## PROBLEM DETAILS
Print the full listing once more, exactly as given.

## SUPPLIED RECORDS
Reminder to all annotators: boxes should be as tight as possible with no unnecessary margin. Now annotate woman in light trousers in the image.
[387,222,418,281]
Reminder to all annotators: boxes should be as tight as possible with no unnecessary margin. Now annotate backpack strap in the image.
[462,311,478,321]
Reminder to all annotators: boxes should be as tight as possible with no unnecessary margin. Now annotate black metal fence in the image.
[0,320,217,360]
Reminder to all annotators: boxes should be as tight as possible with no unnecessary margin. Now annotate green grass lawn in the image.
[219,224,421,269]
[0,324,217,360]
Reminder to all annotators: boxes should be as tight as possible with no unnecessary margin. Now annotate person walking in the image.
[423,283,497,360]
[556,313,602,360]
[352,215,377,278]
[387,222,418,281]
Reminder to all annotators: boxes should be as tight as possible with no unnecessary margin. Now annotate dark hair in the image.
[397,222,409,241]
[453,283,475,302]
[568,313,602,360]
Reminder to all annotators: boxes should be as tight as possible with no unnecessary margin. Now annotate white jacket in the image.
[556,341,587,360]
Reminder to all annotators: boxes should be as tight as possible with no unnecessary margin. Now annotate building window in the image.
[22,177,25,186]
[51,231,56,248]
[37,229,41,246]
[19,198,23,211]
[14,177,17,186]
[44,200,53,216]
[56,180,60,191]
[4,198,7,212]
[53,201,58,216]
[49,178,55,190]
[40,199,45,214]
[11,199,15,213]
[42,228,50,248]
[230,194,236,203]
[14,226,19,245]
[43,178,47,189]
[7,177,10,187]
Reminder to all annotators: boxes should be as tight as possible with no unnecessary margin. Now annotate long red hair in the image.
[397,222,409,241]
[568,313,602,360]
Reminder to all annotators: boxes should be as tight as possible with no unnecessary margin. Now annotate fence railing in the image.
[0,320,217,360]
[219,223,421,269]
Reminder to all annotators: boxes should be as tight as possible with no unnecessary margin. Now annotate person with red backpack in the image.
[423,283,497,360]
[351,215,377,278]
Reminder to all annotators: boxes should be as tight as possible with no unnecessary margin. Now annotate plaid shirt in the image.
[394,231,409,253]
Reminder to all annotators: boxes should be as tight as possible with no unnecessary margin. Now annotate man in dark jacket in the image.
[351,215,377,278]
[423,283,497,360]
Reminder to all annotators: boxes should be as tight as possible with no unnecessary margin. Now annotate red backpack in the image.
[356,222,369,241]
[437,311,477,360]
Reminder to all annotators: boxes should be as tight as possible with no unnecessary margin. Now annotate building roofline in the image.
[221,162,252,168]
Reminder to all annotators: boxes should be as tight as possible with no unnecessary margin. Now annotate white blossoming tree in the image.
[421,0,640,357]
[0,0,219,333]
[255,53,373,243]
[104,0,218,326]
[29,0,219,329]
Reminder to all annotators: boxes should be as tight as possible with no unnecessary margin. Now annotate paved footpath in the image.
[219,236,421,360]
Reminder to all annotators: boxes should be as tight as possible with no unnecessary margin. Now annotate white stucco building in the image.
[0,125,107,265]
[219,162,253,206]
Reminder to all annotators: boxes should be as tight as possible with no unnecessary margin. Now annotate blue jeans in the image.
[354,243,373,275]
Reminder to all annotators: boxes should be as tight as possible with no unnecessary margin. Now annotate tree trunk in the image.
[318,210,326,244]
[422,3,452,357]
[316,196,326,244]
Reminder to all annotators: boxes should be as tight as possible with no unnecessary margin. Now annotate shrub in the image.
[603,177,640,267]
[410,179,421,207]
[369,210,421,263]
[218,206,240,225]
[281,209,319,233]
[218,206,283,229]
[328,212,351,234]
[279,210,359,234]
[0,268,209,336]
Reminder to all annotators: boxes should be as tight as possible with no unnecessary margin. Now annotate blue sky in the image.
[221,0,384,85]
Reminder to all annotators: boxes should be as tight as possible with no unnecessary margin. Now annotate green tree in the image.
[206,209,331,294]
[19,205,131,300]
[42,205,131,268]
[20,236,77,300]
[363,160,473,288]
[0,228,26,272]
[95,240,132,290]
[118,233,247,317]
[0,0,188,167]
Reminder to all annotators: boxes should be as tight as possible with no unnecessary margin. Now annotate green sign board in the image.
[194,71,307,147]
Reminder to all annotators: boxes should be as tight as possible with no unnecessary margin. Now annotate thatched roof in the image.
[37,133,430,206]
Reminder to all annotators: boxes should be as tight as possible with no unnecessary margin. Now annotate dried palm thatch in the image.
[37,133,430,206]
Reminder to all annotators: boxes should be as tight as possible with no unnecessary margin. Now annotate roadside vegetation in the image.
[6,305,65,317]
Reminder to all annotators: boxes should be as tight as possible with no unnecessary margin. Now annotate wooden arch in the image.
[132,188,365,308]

## RESULT
Reminder to all annotators: boxes should be as tight as possible with no unnecessary margin. Now annotate woman in light trousers in the image.
[387,222,418,281]
Reminder to all annotators: boxes should be as tight as possible with no unnecessary margin. Now annotate backpack strap in the image.
[462,311,478,321]
Reminder to all annotators: boxes should be as tight as possible with no unnecessary margin. Now annotate black metal fence in the image.
[0,320,217,360]
Reminder to all annotators: boxes should be as tight as possible with no unnecessary margin. Now annotate green grass lawn in the image.
[219,224,421,269]
[0,324,217,360]
Reminder to all annotators: boxes should be as tight as possible with no unnecessary margin. Now annotate person walking in the image.
[423,283,497,360]
[556,313,602,360]
[352,215,377,278]
[387,222,418,281]
Reminder to all annotators: boxes should be as tight as possible with no unnecessary margin. Now annotate dark hair in the image.
[397,222,409,241]
[453,283,475,302]
[568,313,602,360]
Reminder to all annotators: boxes should be as tight as possible with no unnecessary margin. Now annotate white jacket in the image.
[556,341,587,360]
Reminder to all annotators: boxes should be as tight as possible with no unnecessary margin. Now annotate building window in the image.
[22,177,25,186]
[51,231,56,248]
[37,229,41,246]
[19,198,23,211]
[14,177,17,186]
[44,200,53,216]
[56,180,60,191]
[4,198,7,212]
[53,201,58,216]
[49,178,55,190]
[40,199,45,214]
[11,199,15,213]
[42,228,50,248]
[230,194,236,203]
[14,226,19,245]
[43,178,47,189]
[7,177,10,187]
Reminder to all annotators: boxes should be as tight as possible with no unnecessary margin. Now annotate long red hair in the image.
[397,222,409,241]
[568,313,602,360]
Reminder to all annotators: boxes should be as tight as possible with no unnecessary margin. Now annotate fence railing in the image.
[0,320,217,360]
[219,223,421,269]
Reminder to all annotators: boxes should be as tight as possible with no unnecessary margin. Now annotate person with red backpack in the image.
[423,283,497,360]
[351,215,377,278]
Reminder to all annotators: boxes should be as tight as possible with no unnecessary margin. Now annotate plaid shirt in the image.
[394,231,409,253]
Reminder to all annotators: boxes should be as tight as possible with no unnecessary margin. Now annotate man in dark jacket in the image.
[351,215,377,278]
[423,283,497,360]
Reminder to all annotators: boxes should be as tight as possible with no unnecessary margin. Now annotate red backpack in the image.
[356,222,369,241]
[437,311,477,360]
Reminder to all annotators: boxes should be as tight as possible with no unnecessary margin. Now annotate building roofline in the image.
[221,162,252,168]
Reminder to all annotators: boxes should be as tight as possible with no unnecessary margin. Now annotate white blossoming tree in the image.
[421,0,640,357]
[0,0,219,333]
[255,53,373,243]
[104,0,218,326]
[29,0,219,329]
Reminder to all annotators: boxes should be as tight as possible with no unnecessary margin. Now annotate paved footpath in the image.
[219,236,421,360]
Reminder to all annotators: boxes should be as tight as possible with no unnecessary margin. Now annotate white stucco building in the image.
[0,125,107,265]
[219,162,253,206]
Reminder to all annotators: boxes should be as tight as possible with no unnecessary margin. Now annotate blue jeans in the image.
[354,243,373,275]
Reminder to all annotators: boxes should be as tight as possible with no unnecessary margin. Now annotate tree trunk in the image.
[318,210,326,244]
[422,3,452,357]
[316,196,326,244]
Reminder to all annotators: boxes should be as tight as possible with no unnecessary margin. Now annotate shrub in the image.
[603,177,640,267]
[410,179,421,207]
[369,210,421,263]
[218,206,240,225]
[281,209,319,233]
[218,206,283,229]
[328,212,351,234]
[279,210,359,234]
[0,268,209,336]
Reminder to all annotators: boxes should be as tight as possible with no unnecessary margin. Now annotate blue sky in the image.
[221,0,384,85]
Reminder to all annotators: boxes should be as tight as possible with no unnecessary margin. Now annotate green tree in the image.
[206,209,331,294]
[19,205,131,300]
[42,205,131,268]
[20,236,77,300]
[363,160,473,288]
[0,228,26,272]
[95,240,132,290]
[118,233,247,317]
[0,0,188,167]
Reminder to all annotators: boxes should be as tight as possible with no unnecessary margin. Now annotate green sign board in the image.
[194,71,307,147]
Reminder to all annotators: boxes should be as tight as possible with no unnecessary margin. Now annotate thatched roof in the image.
[37,133,430,206]
Reminder to all annotators: boxes should be as tight as possible with no unnecessary margin. Now annotate dried palm thatch in the image.
[37,133,430,206]
Reminder to all annotators: boxes should be as tight as possible with no unnecessary margin. Now annotate roadside vegetation in the image.
[6,305,65,317]
Reminder to all annotators: boxes should be as tight as possible with no unnecessary margin. Now annotate wooden arch in the image.
[132,188,365,308]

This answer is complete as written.